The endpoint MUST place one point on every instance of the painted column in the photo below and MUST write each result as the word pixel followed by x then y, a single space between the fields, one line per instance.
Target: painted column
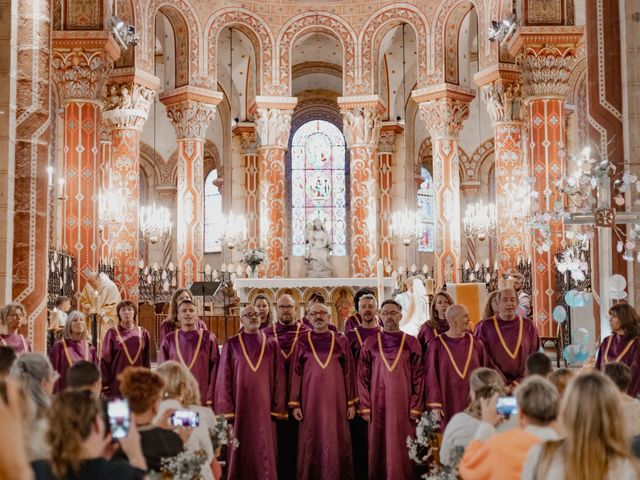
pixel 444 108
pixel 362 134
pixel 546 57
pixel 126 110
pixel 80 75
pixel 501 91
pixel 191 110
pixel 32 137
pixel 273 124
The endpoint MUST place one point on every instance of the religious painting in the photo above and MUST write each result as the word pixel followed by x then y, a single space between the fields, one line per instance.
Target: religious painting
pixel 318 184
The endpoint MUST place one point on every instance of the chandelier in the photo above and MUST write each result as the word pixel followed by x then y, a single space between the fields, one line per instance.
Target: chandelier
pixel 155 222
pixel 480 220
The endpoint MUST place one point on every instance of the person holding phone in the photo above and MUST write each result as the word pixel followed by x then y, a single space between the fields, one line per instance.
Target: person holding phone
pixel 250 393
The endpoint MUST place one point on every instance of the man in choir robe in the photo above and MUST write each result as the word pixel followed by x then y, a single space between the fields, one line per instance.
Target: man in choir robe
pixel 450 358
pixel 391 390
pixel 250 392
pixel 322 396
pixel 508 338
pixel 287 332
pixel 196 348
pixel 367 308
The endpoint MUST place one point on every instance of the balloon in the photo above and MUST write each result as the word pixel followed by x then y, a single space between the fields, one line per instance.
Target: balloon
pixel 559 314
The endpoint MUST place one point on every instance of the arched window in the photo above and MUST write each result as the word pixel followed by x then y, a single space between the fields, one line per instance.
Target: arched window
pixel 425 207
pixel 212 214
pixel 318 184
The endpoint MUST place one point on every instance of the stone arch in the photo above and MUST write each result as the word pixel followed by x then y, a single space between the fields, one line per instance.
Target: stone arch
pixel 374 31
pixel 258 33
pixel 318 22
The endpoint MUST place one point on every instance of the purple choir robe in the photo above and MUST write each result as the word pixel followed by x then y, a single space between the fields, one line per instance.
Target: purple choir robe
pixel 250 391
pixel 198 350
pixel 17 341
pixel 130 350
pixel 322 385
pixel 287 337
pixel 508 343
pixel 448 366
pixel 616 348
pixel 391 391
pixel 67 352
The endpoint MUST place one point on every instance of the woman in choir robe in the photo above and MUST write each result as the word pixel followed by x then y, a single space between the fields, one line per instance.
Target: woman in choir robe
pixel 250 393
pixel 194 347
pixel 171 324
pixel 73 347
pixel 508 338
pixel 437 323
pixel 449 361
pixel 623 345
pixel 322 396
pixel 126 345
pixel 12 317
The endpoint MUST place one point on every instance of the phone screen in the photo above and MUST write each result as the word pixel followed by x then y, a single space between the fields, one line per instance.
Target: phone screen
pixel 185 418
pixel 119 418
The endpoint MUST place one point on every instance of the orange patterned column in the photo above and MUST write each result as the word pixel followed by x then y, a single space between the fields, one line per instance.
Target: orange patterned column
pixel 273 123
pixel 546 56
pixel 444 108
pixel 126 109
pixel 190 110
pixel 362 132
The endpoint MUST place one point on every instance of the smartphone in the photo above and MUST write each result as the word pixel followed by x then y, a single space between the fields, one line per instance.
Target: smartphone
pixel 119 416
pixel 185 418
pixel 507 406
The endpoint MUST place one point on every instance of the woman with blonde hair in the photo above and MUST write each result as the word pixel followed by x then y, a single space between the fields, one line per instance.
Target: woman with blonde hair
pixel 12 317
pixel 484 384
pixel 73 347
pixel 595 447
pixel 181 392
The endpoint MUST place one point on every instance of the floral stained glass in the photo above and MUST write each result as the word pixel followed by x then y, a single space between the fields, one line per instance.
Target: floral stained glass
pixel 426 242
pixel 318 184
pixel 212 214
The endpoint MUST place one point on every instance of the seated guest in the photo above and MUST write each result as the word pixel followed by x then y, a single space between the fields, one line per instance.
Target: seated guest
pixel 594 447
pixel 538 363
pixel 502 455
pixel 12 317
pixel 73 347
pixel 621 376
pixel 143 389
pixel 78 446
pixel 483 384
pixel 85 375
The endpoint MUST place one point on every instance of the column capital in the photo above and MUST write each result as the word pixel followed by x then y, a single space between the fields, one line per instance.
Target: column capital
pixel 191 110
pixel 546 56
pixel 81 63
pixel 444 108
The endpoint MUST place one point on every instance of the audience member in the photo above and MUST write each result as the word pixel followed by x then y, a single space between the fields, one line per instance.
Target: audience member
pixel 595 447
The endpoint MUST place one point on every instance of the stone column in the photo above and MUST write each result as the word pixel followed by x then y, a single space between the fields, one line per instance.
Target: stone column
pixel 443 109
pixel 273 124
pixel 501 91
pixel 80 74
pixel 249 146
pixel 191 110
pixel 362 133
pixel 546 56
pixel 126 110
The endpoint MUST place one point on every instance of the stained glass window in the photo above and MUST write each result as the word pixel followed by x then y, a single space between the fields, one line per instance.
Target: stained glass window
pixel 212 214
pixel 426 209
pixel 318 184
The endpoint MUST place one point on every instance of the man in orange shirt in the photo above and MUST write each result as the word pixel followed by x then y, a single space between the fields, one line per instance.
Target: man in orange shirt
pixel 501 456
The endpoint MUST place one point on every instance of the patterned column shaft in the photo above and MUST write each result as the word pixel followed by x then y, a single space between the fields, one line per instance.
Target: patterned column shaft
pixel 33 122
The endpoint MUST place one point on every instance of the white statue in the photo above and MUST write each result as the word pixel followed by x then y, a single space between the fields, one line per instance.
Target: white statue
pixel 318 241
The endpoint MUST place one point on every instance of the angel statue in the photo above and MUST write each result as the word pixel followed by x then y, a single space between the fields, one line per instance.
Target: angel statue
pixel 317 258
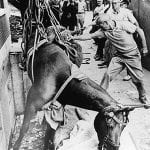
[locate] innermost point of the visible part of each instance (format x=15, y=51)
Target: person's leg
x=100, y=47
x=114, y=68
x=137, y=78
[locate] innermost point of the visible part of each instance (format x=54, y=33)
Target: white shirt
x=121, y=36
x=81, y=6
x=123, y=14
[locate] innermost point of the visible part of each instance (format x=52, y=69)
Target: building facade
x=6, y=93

---

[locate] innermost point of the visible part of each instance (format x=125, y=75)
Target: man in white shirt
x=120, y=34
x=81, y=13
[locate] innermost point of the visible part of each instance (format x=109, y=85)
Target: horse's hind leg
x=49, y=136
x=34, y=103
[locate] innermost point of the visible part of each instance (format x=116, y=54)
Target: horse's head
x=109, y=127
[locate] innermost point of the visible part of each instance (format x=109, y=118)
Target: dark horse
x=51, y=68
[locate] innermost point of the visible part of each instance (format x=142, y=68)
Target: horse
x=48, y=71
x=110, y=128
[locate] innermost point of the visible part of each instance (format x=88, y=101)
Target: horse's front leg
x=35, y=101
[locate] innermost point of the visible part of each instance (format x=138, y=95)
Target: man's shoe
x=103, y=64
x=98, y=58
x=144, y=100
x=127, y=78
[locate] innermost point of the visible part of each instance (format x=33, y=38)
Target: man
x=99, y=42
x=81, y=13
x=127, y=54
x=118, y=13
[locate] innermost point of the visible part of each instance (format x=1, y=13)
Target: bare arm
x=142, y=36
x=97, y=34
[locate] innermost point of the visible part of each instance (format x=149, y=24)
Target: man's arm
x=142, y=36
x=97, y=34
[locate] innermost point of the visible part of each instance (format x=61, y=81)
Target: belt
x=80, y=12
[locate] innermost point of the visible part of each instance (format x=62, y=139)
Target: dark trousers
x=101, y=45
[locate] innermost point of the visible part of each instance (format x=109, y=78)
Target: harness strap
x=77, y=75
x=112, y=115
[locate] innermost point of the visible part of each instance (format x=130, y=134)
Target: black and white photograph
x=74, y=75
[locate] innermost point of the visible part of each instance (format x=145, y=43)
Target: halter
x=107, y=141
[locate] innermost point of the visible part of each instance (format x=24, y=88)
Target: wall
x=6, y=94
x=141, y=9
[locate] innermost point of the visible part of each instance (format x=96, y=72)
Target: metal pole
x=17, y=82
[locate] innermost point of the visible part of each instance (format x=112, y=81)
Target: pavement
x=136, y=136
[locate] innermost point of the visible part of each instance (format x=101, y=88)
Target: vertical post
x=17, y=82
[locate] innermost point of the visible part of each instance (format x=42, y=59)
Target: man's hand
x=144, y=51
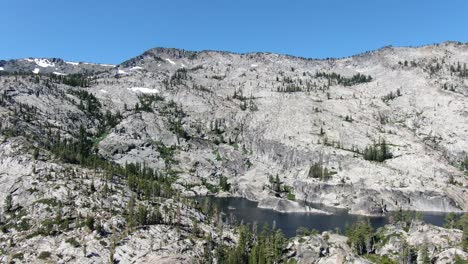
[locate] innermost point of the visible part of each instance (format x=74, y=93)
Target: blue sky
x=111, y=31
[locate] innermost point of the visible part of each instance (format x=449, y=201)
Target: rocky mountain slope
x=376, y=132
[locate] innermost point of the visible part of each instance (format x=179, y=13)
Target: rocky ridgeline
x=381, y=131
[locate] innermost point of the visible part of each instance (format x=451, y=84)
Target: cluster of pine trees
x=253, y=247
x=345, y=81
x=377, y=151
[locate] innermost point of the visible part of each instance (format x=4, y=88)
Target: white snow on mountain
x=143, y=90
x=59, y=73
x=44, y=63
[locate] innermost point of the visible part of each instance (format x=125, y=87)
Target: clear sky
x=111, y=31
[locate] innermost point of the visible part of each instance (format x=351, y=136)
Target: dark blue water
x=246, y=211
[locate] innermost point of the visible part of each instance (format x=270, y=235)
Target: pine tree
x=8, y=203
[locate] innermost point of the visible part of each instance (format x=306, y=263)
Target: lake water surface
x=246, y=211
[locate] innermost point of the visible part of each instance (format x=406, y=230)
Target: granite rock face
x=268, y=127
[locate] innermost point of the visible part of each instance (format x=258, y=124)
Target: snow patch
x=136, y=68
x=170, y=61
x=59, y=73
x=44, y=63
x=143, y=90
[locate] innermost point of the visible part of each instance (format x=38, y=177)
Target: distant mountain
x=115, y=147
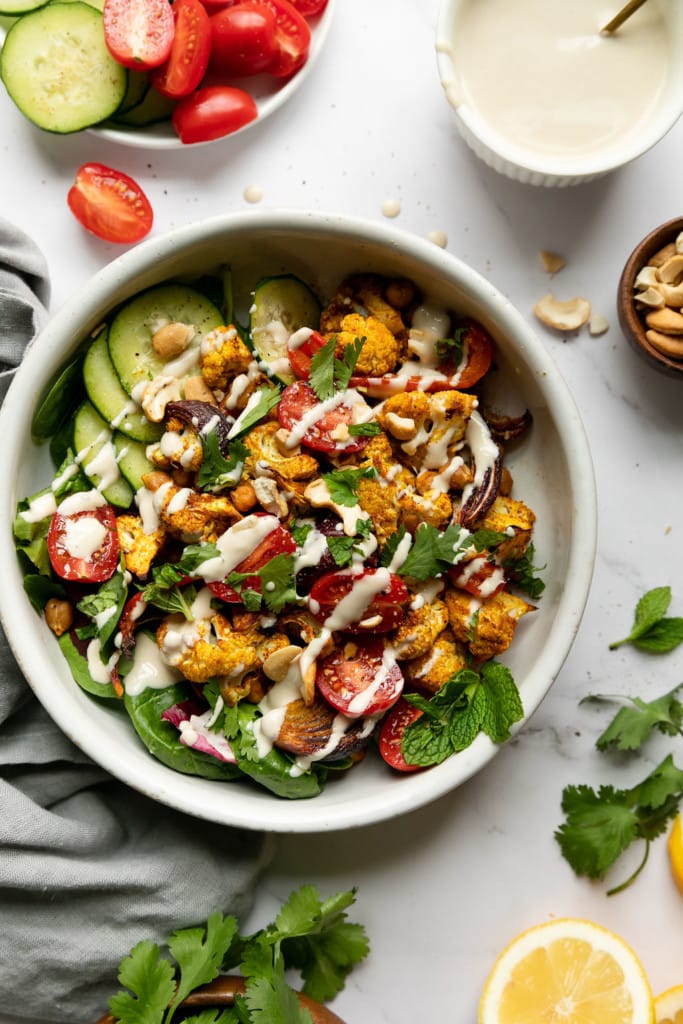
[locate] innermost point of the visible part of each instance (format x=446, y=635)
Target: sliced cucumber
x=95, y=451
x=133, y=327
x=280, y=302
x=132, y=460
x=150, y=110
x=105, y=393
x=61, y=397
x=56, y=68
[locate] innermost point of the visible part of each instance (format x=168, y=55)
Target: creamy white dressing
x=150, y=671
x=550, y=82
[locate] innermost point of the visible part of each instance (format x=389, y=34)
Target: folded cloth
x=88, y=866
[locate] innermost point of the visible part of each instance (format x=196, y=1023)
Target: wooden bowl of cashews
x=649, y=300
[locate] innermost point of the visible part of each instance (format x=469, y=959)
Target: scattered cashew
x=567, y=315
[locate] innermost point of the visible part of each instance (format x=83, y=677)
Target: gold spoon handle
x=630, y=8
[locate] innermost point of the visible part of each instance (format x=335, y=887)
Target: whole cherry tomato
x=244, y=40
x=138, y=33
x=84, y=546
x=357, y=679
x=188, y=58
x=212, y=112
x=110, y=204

What you need to do: What you return must be the lines above that run from the line with "of the smartphone" to the line with "the woman with", inclusive, each copied exactly.

Response box:
The endpoint MUST place one point on every instance of the smartphone in the photo above and MUST write each result as the word pixel followed by x then y, a single space between the fields, one line per instance.
Target: smartphone
pixel 119 416
pixel 185 418
pixel 507 406
The endpoint MUST place one point on every instance of the woman with blonde hair in the photo above and MUST write each result as the word pixel followed by x then y, a single space between the fields, one line per instance.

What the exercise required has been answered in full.